Please present all the data below as a Markdown table with the columns Row and Line, giving each line its own numbered row and leaving out blank lines.

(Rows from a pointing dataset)
↓↓↓
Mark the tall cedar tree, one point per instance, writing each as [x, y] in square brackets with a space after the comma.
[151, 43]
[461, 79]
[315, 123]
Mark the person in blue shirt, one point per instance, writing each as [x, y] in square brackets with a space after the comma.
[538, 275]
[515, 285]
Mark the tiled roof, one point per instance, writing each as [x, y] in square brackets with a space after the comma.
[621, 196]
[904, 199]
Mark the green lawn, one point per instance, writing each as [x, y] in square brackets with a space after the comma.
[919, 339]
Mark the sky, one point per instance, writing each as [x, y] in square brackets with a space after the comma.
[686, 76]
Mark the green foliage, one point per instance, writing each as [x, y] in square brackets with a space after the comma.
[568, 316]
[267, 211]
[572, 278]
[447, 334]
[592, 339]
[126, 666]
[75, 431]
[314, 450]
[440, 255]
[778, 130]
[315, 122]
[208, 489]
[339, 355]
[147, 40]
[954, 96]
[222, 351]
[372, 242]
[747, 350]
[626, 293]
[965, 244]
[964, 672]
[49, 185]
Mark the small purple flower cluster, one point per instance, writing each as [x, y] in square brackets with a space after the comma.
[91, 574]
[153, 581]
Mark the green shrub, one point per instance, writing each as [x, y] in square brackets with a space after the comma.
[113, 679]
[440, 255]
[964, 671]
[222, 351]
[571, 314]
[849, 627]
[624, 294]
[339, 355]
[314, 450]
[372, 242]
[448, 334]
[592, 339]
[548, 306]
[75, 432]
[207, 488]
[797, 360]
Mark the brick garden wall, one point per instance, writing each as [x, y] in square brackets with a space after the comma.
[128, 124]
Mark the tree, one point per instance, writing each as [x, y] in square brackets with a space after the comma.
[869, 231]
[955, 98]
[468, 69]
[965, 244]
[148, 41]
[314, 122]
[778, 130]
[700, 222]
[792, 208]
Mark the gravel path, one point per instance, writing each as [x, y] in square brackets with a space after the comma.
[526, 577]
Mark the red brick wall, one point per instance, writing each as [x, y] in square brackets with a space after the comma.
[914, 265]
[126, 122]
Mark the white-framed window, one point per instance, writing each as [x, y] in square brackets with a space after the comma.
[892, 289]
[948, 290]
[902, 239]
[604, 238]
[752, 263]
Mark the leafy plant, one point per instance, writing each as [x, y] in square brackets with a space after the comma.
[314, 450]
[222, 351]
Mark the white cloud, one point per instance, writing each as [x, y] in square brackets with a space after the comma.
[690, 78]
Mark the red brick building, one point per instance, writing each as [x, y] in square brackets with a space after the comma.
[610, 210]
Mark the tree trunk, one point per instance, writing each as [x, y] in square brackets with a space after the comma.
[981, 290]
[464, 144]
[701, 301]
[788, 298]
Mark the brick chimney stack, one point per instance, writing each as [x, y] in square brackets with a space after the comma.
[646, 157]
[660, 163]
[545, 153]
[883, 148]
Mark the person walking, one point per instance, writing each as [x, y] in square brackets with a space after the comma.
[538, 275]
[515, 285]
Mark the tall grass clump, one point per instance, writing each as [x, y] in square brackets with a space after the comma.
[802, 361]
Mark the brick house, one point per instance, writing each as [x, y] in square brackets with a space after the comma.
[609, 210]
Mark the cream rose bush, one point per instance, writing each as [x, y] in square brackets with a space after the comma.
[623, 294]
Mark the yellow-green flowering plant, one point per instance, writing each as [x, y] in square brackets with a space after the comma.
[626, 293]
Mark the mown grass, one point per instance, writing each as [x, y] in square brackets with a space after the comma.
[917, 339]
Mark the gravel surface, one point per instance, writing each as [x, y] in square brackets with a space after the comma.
↑↑↑
Exercise response
| Row | Line |
|---|---|
| 1 | Mark the tall cedar tree, one point per instance, writing each as [x, y] in square brackets with a space after the comma. |
| 2 | [151, 43] |
| 3 | [461, 79] |
| 4 | [315, 123] |
| 5 | Mark the person in blue shirt, one point per instance, writing each as [x, y] in square brackets with a space after the comma. |
| 6 | [538, 275] |
| 7 | [515, 285] |
| 8 | Mark the tiled roof, one point per instance, writing each as [x, y] in square brackets with a space after the comma. |
| 9 | [621, 196] |
| 10 | [904, 199] |
| 11 | Mark the green lawn, one point per instance, writing each as [x, y] in square brackets with a space after the comma. |
| 12 | [919, 339] |
| 13 | Mark the sky, one point per instance, writing each as [x, y] in square brackets with a space after the comma. |
| 14 | [686, 76] |
| 15 | Mark the green foliage, one point per instance, writing each as [x, y] in square brackets with a space after the comma. |
| 16 | [568, 316] |
| 17 | [267, 211] |
| 18 | [572, 278] |
| 19 | [447, 334] |
| 20 | [592, 339] |
| 21 | [126, 666] |
| 22 | [75, 431] |
| 23 | [314, 450] |
| 24 | [440, 255] |
| 25 | [778, 130] |
| 26 | [315, 122] |
| 27 | [208, 489] |
| 28 | [339, 355] |
| 29 | [147, 40] |
| 30 | [954, 96] |
| 31 | [222, 351] |
| 32 | [372, 242] |
| 33 | [747, 350] |
| 34 | [626, 293] |
| 35 | [965, 244] |
| 36 | [964, 672] |
| 37 | [49, 185] |
| 38 | Mark the small purple flower cluster, one point per instance, writing each as [x, y] in square brackets with a space after the comma. |
| 39 | [91, 574] |
| 40 | [153, 581] |
| 41 | Mark the green shrub, one point per instance, writing each as [x, y] in square brackets with a space after the comma. |
| 42 | [113, 679] |
| 43 | [440, 255] |
| 44 | [964, 671] |
| 45 | [222, 351] |
| 46 | [571, 314] |
| 47 | [849, 627] |
| 48 | [624, 294] |
| 49 | [339, 355] |
| 50 | [314, 450] |
| 51 | [372, 242] |
| 52 | [448, 334] |
| 53 | [592, 339] |
| 54 | [548, 306] |
| 55 | [75, 432] |
| 56 | [207, 488] |
| 57 | [797, 360] |
| 58 | Mark the brick garden wall, one point per instance, writing each as [x, y] in square brackets with a space after the comma. |
| 59 | [128, 124] |
| 60 | Mark the tree, one point per instance, writing each as [x, y] in square brackets with a space after the comma. |
| 61 | [869, 231] |
| 62 | [955, 98] |
| 63 | [468, 69] |
| 64 | [965, 244] |
| 65 | [148, 41] |
| 66 | [314, 122] |
| 67 | [778, 130] |
| 68 | [700, 222] |
| 69 | [792, 208] |
| 70 | Mark the gravel path, one point per instance, writing each as [x, y] in square brackets with a space after the comma. |
| 71 | [526, 577] |
| 72 | Mark the red brick wall, one point per instance, writing each as [x, y] in square brackets with a space after the comma. |
| 73 | [914, 265] |
| 74 | [126, 122] |
| 75 | Mark the white-framed window, one point per instance, writing each as [x, y] in square brackets with a space after the comma. |
| 76 | [892, 289] |
| 77 | [948, 290] |
| 78 | [902, 239] |
| 79 | [604, 238] |
| 80 | [752, 263] |
| 81 | Mark the leafy plant, one point per instance, writing each as [x, y] in square brackets with a space after the comma. |
| 82 | [314, 450] |
| 83 | [222, 351] |
| 84 | Mark the white cloud, one point per instance, writing each as [x, y] in square brackets with a space after the comma. |
| 85 | [690, 78] |
| 86 | Mark the red brick building, one point per instance, writing each as [x, y] in square brackets with a space after the comma. |
| 87 | [610, 210] |
| 88 | Mark the tree trunk, one point per instance, writing each as [x, y] in square brackets with a space after the comma. |
| 89 | [981, 290] |
| 90 | [464, 144] |
| 91 | [701, 301] |
| 92 | [788, 298] |
| 93 | Mark the brick chimney stack, one point per instance, writing each as [x, y] in square brackets with a space after the comma. |
| 94 | [646, 157] |
| 95 | [660, 163] |
| 96 | [545, 153] |
| 97 | [883, 148] |
| 98 | Mark the person walking, one point per instance, writing each as [x, y] in square brackets with a space after the comma. |
| 99 | [538, 275] |
| 100 | [515, 285] |
| 101 | Mark the tall grass clump, one point per instance, writing each as [x, y] in square brackets with a space after the comma. |
| 102 | [802, 361] |
| 103 | Mark the brick house, one point per instance, writing each as [x, y] in square brackets with a space after the comma. |
| 104 | [609, 210] |
| 105 | Mark the cream rose bush, one point per instance, writing each as [x, y] in square brackets with a space after the comma. |
| 106 | [623, 294] |
| 107 | Mark the yellow-green flowering plant, one point per instance, writing each as [x, y] in square brackets with a space after the comma. |
| 108 | [626, 293] |
| 109 | Mark the mown grass, one point per instance, writing each as [x, y] in square brackets with a space after the comma. |
| 110 | [917, 339] |
| 111 | Mark the gravel surface, one point per instance, writing each as [x, y] in square brackets with a space after the comma. |